*Your instructions*. Please copy the dataset entries word for word, from the first line through the line that contains "[[459, 592, 533, 704], [627, 552, 683, 664]]".

[Dataset entries]
● ● ● ● ● ● ●
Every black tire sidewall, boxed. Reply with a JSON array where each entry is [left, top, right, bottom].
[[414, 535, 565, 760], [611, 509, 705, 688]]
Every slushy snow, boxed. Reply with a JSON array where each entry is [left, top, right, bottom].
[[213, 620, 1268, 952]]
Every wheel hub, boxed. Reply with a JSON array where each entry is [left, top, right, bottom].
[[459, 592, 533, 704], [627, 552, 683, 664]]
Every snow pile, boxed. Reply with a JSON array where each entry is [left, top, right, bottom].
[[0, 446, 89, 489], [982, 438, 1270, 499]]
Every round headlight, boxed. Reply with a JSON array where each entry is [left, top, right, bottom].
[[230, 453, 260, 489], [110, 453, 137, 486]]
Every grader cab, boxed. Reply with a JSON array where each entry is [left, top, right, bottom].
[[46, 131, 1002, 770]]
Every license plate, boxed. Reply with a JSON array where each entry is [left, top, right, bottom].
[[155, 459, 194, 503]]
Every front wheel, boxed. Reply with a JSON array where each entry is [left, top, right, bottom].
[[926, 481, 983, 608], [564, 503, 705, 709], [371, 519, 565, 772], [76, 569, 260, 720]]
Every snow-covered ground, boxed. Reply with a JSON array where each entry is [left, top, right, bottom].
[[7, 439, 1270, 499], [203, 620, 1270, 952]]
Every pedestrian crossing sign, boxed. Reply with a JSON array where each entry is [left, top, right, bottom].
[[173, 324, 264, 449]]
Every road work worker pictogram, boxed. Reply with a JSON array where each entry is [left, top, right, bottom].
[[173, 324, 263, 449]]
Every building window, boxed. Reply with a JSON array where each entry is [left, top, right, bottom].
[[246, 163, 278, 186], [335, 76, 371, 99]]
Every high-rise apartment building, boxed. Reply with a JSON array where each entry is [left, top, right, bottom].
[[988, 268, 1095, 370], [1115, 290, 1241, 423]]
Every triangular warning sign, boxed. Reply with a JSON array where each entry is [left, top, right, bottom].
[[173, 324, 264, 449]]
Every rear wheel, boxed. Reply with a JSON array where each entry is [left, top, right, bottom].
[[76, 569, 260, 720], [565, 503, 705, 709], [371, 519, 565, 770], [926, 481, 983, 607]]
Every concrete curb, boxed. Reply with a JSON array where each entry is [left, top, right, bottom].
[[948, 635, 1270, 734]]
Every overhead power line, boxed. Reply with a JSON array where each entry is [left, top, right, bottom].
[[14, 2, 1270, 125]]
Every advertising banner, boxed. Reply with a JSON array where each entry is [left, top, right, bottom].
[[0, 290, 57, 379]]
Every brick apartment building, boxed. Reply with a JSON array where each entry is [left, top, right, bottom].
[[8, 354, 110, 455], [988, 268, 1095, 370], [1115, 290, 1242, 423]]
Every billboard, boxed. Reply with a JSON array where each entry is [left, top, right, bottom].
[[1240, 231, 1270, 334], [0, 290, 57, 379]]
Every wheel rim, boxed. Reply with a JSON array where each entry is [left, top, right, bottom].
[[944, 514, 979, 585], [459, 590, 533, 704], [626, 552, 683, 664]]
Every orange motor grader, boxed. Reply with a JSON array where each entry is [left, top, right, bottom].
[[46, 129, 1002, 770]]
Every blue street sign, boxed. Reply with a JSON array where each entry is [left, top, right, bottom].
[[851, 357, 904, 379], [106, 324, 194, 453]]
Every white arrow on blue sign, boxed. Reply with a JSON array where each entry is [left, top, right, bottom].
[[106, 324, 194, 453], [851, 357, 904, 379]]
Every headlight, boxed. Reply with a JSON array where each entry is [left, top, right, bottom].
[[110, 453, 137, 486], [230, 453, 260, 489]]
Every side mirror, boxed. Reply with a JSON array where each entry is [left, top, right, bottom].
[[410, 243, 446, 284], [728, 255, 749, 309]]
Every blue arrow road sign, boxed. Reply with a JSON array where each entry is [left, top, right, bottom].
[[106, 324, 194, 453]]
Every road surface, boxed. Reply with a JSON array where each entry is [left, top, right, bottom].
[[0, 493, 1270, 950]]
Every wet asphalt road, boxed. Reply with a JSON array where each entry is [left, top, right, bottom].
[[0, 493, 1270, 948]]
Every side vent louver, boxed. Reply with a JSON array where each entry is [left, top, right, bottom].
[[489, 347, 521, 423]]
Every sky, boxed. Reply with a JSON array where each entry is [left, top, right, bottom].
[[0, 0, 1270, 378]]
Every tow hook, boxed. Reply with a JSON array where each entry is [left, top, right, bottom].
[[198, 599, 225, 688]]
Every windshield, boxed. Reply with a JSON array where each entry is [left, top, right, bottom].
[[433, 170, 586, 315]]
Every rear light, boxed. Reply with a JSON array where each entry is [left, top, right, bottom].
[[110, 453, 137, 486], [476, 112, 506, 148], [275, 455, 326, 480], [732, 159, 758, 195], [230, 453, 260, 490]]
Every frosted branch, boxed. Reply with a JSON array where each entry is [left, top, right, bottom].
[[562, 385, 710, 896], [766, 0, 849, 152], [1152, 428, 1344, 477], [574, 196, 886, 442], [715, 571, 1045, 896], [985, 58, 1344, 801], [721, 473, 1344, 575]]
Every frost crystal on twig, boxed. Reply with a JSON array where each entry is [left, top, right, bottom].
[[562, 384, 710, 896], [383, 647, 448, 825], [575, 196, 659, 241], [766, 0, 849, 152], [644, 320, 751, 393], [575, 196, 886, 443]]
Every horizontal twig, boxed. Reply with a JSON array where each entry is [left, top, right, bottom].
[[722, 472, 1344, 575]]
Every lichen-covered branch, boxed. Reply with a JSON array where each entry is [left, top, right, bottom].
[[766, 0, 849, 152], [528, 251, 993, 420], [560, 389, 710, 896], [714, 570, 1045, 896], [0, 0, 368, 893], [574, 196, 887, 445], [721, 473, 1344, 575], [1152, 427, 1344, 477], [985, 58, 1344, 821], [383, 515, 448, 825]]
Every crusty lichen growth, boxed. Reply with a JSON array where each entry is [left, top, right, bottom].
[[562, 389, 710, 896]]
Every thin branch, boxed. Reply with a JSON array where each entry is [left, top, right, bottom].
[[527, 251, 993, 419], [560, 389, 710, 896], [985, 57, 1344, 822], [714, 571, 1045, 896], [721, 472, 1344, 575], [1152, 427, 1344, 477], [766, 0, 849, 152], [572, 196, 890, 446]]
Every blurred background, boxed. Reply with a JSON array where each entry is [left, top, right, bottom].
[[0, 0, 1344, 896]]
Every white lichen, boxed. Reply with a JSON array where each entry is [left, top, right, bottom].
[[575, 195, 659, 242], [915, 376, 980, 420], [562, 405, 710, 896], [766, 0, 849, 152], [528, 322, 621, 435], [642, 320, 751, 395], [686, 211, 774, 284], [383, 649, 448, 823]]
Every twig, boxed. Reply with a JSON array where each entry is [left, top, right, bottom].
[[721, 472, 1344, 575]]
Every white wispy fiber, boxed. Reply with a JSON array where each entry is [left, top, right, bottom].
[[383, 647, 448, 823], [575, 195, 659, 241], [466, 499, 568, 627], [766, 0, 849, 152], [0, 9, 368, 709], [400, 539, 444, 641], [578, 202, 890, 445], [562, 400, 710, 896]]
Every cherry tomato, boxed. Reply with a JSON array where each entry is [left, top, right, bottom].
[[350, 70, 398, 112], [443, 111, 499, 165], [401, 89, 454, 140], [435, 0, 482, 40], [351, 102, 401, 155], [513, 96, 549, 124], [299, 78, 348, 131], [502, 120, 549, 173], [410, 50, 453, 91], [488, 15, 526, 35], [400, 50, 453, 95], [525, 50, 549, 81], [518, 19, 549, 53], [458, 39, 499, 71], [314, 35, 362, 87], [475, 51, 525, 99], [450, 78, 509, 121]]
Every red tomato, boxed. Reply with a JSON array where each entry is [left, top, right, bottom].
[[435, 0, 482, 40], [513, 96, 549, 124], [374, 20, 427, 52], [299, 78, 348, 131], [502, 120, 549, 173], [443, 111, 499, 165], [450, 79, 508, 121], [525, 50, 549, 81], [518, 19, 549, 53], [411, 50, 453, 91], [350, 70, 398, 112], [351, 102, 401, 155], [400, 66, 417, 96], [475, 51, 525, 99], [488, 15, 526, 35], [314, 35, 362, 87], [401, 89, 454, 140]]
● ● ● ● ● ● ●
*Written answer*.
Every black tire sidewall, boxed. Reply with a JSON array where each entry is [left, top, right, bottom].
[[414, 535, 565, 760], [611, 509, 705, 688]]
Every slushy snow, boxed. Reply with a JSON array where each entry is [left, top, right, bottom].
[[213, 620, 1268, 952]]
Every wheel hub, boxed. Reply with a JSON array where each entry is [left, top, right, bottom].
[[459, 592, 533, 704], [627, 552, 683, 664]]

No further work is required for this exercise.